-- Begin --

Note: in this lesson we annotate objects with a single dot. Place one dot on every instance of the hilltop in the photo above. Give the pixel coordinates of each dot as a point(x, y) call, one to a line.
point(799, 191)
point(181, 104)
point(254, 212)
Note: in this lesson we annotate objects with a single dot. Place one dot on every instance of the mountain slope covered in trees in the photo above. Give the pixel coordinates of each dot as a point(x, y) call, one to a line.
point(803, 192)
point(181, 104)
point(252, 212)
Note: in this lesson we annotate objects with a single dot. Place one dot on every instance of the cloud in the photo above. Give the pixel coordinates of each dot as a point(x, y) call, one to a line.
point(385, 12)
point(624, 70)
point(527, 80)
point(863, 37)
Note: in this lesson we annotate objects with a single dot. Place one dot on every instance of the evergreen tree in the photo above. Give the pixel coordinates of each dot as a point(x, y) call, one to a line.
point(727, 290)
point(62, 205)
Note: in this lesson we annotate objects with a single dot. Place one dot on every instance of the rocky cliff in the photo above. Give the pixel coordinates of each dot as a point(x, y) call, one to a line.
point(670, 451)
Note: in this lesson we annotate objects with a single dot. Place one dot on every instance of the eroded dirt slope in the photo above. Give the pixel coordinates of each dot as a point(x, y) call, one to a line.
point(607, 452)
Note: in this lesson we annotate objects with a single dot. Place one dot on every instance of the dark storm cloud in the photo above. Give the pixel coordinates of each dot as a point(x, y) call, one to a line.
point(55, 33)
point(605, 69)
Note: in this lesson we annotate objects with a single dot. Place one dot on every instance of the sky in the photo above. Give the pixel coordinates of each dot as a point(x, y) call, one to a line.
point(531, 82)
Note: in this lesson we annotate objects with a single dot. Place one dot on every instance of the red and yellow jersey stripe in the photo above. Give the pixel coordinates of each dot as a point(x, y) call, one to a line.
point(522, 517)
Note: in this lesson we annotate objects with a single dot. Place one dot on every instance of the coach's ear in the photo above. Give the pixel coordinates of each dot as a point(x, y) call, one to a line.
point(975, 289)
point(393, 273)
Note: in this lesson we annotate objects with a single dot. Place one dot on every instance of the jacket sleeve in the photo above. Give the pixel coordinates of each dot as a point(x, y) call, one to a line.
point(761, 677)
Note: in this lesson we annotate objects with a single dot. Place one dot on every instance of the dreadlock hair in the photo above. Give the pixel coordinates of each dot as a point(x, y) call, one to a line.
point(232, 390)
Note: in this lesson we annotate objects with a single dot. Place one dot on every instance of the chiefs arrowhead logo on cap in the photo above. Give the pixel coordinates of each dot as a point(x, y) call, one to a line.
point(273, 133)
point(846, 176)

-- End --

Please return, word for word, the lines of the material above from its first line to the line with "point(863, 37)", including both of those lines.

◆ **Result for this exercise**
Note: in this lesson we annotate objects with a single dot. Place one dot on every instance of the hilltop in the photo above. Give the pixel coordinates of each dot as a point(x, y) call, one to a line.
point(799, 191)
point(181, 104)
point(254, 212)
Note: in this lesson we annotate objects with a single dot. Place one dot on every instance of the mountain slope covered in trees in the photo above. Give the pixel coordinates of each dot as a point(x, y) call, one to a line.
point(803, 192)
point(181, 104)
point(252, 212)
Note: in this lesson we annotate objects with a single dot. Place one dot on every instance of the cloud in the photo above. Give the pixel coordinates of each dot as a point(x, y) call, one to a line.
point(385, 12)
point(624, 70)
point(527, 80)
point(863, 37)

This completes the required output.